PASSAGE PROVIDED Start Marker
You're the man for Campbell's now—what happened to Donovan McNabb? Could you say that he got…canned?! You know, I'm not sure. Every few years, your contract runs out, and I guess they just go with somebody else.
Hear that, Philadelphia Eagles? OK, that makes you Chunky's lone spokesman. So no slew of you dudes playing in the mud this time? No, last year was kind of a history-making moment with all the players they used, but this year they are just going to focus on one athlete. They went around to consumers and did some surveys, and they thought it would work best with one athlete. So the consumer can relate to just one guy.
What does everyone have against moms? [Laughs] I don't know, but the moms are still there. They're just a little more behind the scenes. Plus, this year we wanted some more action scenes.
Whoa, with the moms?! [Laughs] No, not with the moms. They're not on the football field in real life, so it wouldn't make sense to have them there in the commercials.
Right? God, they're lazy. Hey, that reminds us: Is that really your mom or is it CGI? No, that's really my mom.
Was she upset at getting pushed into the background? No, she wasn't upset, 'cause she got the chance to do it last year. She was just happy they still used her. And, she still got paid! [Laughs.]
All right, L.T., let's talk soup for a minute here. What's your favorite kind? The chili! Chili, hold the beans.
How many cans do you think you could eat in a single sitting? If I needed to, I could probably eat about three of 'em.
PASSAGE PROVIDED End Marker
DATASET RECORDS Start Marker
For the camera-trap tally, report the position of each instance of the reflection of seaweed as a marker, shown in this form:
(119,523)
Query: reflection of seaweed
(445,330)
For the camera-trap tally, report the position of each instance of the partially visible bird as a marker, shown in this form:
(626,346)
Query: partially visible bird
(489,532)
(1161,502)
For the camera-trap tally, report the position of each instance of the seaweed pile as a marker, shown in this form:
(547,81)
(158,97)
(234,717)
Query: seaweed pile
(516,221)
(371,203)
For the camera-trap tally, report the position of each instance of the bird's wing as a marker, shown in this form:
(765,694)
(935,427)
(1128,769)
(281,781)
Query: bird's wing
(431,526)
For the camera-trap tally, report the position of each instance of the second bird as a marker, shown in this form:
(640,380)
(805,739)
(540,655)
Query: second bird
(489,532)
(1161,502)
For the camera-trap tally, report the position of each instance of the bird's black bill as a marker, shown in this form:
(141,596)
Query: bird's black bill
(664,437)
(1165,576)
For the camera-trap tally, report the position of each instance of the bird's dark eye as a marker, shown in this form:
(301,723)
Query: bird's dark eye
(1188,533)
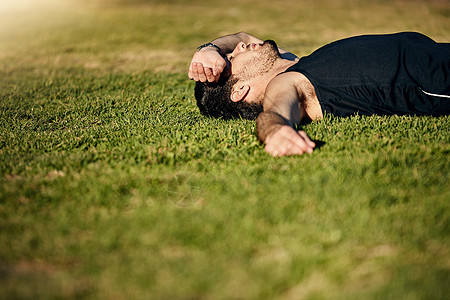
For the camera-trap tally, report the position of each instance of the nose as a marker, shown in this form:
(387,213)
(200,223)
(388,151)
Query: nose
(240,47)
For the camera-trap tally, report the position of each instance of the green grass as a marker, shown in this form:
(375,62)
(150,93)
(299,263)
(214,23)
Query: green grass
(113,186)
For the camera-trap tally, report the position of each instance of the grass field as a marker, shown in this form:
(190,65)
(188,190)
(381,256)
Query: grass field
(113,186)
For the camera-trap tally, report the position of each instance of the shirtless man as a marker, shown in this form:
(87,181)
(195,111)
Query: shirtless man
(237,75)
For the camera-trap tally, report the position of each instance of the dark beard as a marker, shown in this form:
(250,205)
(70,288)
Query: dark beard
(272,44)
DATASET RECORDS End Marker
◆ BRIEF A ◆
In the interview, how many cans of soup does the speaker say he could probably eat in a single sitting?
◆ BRIEF B ◆
In the interview, update the part that opens with "Hear that, Philadelphia" and closes with "really my mom." so that "moms" reads "mothers" throughout.

◆ YOUR SOLUTION A ◆
About three.

◆ YOUR SOLUTION B ◆
Hear that, Philadelphia Eagles? OK, that makes you Chunky's lone spokesman. So no slew of you dudes playing in the mud this time? No, last year was kind of a history-making moment with all the players they used, but this year they are just going to focus on one athlete. They went around to consumers and did some surveys, and they thought it would work best with one athlete. So the consumer can relate to just one guy.
What does everyone have against mothers? [Laughs] I don't know, but the mothers are still there. They're just a little more behind the scenes. Plus, this year we wanted some more action scenes.
Whoa, with the mothers?! [Laughs] No, not with the mothers. They're not on the football field in real life, so it wouldn't make sense to have them there in the commercials.
Right? God, they're lazy. Hey, that reminds us: Is that really your mom or is it CGI? No, that's really my mom.